- **Supplied passage**
"""
Category: Seen Your Video (Page 9 of 12)

DMed’s Video of the Week: Paula Abdul, “Dance Like There’s No Tomorrow”

We see them outside our office, angry people carrying pitchforks, torches, and signs that say “Limey Go Home.” Someone from Votefortheworst.com is at the front. People are jumping on the “American Idol”-bashing bandwagon left and right. And frankly, we’re tempted to join them.

But not quite yet.

Yes, we’re still mad as hell that “the public” chose Blake Lewis and Jordin Sparks over the clearly superior Melinda Doolittle. I, for one, have stopped watching the show after last season’s finale, and I’m pretty sure that if Mike Farley didn’t have to blog it for us, he would have stopped watching too after Mindy Doo’s ouster. Not good timing, then, for Randy Jackson’s Music Club Vol. I, where the onetime Journey bassist plays Clive Davis for a day and assembles a compilation album filled with the top of the pops. His leadoff single – whether he wanted it to be or not – is fellow “AI” judge Paula Abdul and her song “Dance Like There’s No Tomorrow.” It’s her first single in 12 years. Things have, um, changed a little since then. How will she adapt?

Much to my surprise, rather well.

Adbul only had a couple of really killer singles – “Knocked Out,” “The Way That You Love Me” and “Cold Hearted” were my personal favorites – so to compare this to the rest of her work is pointless; most of that stuff just wasn’t very good. This song isn’t great either, but it’s also not exactly terrible, which Paula should take as a major victory. Even more surprising is the video, which features some of the neatest choreography I’ve ever seen. The whole singer/backing dancer stuff has been done to death, but Paula does something different here. Most of the time, they move like a single organism. It’s pretty damn cool.

The other two set pieces, however, do not fare so well. The shots of her with the band look laughably inauthentic. They’re clearly here so Randy can pluck a little bass, but there is just no way those musicians are making the sound we’re hearing (especially that ridiculous drummer). The other set piece is a close-up of Paula in what appears to be a wind tunnel with red drapes. She’s always looking to the left and right of the camera, as if she’s forgotten the lyrics and she’s trying to find the teleprompter. Not her best money shot.
"""
- **Exercise brief**
Please list the Paula Abdul singles that the Paula Abdul video review above names as the writer's personal favorites.

[Annotated coordinate records]
"""
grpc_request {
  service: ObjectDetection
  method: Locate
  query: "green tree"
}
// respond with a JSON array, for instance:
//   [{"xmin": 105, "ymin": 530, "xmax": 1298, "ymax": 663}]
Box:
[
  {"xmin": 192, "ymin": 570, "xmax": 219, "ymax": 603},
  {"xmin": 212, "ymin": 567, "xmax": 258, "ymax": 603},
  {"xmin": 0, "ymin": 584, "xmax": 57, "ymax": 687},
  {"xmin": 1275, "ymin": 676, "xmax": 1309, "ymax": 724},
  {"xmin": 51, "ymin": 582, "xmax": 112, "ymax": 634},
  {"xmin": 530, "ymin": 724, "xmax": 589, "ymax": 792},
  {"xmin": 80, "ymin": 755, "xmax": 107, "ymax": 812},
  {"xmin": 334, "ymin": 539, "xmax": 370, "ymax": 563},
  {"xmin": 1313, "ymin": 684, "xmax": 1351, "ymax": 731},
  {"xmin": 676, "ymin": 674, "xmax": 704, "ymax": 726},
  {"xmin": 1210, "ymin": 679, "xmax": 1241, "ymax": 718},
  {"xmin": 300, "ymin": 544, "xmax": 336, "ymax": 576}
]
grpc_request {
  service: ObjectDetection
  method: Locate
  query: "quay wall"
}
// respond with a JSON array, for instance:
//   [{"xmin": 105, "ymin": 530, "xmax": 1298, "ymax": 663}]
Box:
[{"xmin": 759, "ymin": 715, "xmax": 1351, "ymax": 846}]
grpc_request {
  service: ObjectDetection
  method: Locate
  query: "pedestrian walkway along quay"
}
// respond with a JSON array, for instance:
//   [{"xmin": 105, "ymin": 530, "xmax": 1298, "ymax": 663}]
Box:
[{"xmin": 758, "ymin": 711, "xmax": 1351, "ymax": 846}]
"""
- **Right answer**
"Knocked Out," "The Way That You Love Me," and "Cold Hearted"